INSTRUCTIONS FOR THE TASK >> Determine how many lines in the entries below include "brake". The reply should be that number and nothing else.

RAW DATA >>
+-------+

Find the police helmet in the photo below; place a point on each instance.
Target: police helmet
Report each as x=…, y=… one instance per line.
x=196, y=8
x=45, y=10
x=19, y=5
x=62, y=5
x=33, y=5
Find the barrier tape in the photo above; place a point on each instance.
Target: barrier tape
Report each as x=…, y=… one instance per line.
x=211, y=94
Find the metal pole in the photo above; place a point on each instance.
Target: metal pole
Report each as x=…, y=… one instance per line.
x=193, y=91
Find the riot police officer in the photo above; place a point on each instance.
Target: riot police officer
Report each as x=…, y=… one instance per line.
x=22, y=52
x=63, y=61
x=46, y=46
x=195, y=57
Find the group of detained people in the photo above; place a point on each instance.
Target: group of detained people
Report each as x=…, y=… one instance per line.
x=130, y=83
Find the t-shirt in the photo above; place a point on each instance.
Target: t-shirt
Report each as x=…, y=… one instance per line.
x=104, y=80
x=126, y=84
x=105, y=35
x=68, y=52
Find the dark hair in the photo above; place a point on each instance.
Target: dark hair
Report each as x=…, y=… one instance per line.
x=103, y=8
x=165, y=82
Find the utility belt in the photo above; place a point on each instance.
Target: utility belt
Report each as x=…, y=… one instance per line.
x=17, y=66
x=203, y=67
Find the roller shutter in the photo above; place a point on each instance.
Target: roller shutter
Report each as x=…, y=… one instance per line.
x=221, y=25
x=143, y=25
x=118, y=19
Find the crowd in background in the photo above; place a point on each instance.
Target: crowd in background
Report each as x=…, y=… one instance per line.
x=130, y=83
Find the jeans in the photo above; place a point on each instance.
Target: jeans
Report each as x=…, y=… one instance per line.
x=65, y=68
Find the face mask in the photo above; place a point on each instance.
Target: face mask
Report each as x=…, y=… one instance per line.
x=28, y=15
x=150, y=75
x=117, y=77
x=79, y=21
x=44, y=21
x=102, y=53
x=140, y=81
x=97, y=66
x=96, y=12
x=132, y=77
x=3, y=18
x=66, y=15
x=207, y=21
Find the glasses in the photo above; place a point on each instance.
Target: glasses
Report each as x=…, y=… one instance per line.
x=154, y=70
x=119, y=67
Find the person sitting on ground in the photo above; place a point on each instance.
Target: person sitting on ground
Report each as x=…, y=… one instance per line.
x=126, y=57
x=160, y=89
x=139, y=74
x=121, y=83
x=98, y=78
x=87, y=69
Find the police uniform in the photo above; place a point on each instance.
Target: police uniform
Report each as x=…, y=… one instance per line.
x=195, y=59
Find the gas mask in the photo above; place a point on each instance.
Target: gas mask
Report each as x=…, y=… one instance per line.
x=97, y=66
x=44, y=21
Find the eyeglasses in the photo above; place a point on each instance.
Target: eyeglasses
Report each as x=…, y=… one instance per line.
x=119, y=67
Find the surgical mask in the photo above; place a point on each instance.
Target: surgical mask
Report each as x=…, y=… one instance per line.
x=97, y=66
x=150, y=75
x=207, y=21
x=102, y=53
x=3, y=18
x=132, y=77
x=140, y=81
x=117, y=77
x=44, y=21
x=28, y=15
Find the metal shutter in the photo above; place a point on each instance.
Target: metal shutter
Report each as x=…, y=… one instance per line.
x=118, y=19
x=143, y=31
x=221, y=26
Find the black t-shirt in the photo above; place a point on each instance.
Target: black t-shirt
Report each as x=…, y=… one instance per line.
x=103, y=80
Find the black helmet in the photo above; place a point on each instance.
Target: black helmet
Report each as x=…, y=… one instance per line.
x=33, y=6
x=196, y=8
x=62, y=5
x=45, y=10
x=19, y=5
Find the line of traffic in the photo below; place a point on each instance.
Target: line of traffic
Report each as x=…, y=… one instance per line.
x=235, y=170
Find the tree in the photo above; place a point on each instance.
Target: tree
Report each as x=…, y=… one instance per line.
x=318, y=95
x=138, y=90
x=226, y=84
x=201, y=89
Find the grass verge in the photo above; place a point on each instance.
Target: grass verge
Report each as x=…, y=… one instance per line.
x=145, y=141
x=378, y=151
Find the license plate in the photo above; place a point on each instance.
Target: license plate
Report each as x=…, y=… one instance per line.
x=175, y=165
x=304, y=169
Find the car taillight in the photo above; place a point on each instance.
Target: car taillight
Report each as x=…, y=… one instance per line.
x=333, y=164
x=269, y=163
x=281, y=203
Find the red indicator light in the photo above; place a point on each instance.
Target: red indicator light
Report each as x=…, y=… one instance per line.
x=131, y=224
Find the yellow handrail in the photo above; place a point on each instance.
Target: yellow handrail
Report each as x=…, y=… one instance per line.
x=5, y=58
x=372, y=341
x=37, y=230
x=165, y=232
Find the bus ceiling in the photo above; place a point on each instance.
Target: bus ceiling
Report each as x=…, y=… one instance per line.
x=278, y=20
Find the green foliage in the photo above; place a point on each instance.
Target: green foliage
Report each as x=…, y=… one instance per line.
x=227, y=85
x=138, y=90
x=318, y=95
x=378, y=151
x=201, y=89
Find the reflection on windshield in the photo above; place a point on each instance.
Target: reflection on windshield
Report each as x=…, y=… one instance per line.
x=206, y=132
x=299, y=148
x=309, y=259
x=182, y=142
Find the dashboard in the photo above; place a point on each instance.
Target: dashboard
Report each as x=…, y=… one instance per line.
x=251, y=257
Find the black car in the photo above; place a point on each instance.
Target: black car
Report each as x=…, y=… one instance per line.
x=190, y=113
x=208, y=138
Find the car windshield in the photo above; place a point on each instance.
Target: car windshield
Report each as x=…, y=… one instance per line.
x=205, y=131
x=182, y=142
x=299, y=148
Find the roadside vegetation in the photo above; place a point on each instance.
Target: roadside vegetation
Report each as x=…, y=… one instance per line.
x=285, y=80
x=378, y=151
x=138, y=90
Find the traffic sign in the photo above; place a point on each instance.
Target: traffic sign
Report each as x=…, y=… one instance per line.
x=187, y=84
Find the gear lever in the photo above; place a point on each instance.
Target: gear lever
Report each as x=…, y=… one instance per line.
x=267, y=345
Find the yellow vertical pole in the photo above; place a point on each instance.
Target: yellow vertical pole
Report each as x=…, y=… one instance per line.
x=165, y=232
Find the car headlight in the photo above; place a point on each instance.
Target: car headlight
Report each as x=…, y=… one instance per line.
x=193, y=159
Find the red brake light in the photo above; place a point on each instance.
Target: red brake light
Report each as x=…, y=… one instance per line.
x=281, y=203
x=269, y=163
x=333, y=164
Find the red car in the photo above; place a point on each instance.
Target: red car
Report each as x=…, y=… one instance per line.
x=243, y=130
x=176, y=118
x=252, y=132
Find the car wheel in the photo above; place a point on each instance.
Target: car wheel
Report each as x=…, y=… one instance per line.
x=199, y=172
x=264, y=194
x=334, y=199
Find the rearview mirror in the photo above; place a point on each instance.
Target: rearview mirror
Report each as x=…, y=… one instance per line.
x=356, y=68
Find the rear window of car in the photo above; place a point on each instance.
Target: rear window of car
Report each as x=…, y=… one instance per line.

+-------+

ANSWER FOR THE TASK >> 2